▶ Required task:
Output all lines exactly, with nothing added or dropped.

▶ Data listing:

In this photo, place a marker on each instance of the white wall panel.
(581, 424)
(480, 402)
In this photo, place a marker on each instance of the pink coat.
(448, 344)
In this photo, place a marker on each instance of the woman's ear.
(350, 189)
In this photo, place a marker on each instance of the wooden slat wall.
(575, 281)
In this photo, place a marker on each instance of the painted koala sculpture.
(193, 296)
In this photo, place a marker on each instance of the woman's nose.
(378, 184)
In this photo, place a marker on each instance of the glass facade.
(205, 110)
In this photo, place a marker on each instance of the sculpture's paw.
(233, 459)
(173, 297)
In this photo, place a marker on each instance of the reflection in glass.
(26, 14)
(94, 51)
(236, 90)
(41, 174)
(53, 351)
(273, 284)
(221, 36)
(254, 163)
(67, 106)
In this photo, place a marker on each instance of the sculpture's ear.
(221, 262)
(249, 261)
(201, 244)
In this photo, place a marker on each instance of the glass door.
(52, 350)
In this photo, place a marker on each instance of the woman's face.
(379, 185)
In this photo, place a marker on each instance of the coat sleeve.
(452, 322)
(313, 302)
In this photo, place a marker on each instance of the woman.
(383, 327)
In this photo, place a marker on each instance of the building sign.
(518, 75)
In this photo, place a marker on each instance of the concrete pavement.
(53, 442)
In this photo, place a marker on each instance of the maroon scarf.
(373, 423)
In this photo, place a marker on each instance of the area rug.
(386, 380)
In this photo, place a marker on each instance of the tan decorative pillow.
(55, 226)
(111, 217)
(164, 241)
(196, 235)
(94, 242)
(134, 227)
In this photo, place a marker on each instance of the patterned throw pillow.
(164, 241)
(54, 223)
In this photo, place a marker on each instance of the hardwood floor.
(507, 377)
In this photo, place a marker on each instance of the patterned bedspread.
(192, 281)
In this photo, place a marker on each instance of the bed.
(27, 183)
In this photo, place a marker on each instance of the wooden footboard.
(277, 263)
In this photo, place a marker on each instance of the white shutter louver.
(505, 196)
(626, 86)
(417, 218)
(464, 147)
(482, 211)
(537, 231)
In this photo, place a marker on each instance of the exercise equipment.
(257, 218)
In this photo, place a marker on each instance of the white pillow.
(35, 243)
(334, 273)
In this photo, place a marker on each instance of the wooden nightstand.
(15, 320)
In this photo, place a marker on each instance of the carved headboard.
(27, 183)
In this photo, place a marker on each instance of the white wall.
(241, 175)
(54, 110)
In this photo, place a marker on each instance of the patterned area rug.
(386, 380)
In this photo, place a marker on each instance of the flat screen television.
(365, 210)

▶ Written response:
In this photo, place a marker on each instance of the white wall panel.
(581, 424)
(480, 402)
In this photo, place a marker on each instance of the pink coat.
(448, 344)
In this photo, place a marker on each instance of the woman's ear.
(350, 189)
In this photo, place a marker on each instance of the wooden slat wall.
(575, 281)
In this photo, place a marker on each instance of the painted koala sculpture.
(193, 296)
In this photo, place a marker on each instance of the woman's nose.
(378, 184)
In this photo, place a marker on each instance of the glass facade.
(205, 110)
In this photo, place a marker on each instance of the sculpture's paw.
(233, 459)
(173, 297)
In this photo, place a marker on each instance of the reflection in glass.
(26, 14)
(94, 51)
(236, 90)
(41, 174)
(53, 351)
(273, 284)
(221, 36)
(254, 163)
(67, 106)
In this photo, place a marker on each instance of the sculpture's ear.
(221, 262)
(249, 261)
(201, 244)
In this photo, place a marker on each instance of the glass door.
(52, 350)
In this photo, place a marker on each instance of the woman's face.
(379, 185)
In this photo, place a marker on each instance of the coat sleeve.
(452, 322)
(313, 302)
In this photo, place a marker on each instance of the woman.
(383, 327)
In this photo, place a marker on each instance of the building sign.
(518, 75)
In this photo, place a marker on each instance of the concrete pavement.
(53, 442)
In this photo, place a marker on each instance of the maroon scarf.
(373, 423)
In this photo, place a marker on each instance of the area rug.
(386, 380)
In this photo, place a marker on each instance of the tan decorative pillow.
(55, 226)
(111, 217)
(164, 241)
(196, 235)
(94, 242)
(134, 227)
In this photo, place a marker on each instance of the patterned throw pillow.
(164, 241)
(54, 223)
In this photo, place a marker on each instance of the hardwood floor.
(507, 377)
In this photo, place a marker on each instance of the patterned bedspread.
(192, 281)
In this photo, place a marker on each instance of the bed.
(27, 183)
In this photo, place a marker on each instance of the wooden footboard.
(277, 263)
In this photo, place a marker on each instance of the white shutter louver.
(505, 196)
(626, 86)
(417, 218)
(464, 147)
(482, 211)
(537, 231)
In this photo, place a marker on each instance of the exercise equipment.
(257, 218)
In this photo, place a marker on each instance of the white pillow.
(35, 243)
(334, 273)
In this photo, place a marker on each instance of the wooden nightstand.
(15, 320)
In this photo, place a marker on each instance of the carved headboard.
(27, 183)
In this photo, place a marker on each instance of the white wall.
(241, 175)
(54, 110)
In this photo, place a marker on each instance of the patterned area rug.
(386, 380)
In this photo, place a marker on each instance of the flat screen television.
(365, 210)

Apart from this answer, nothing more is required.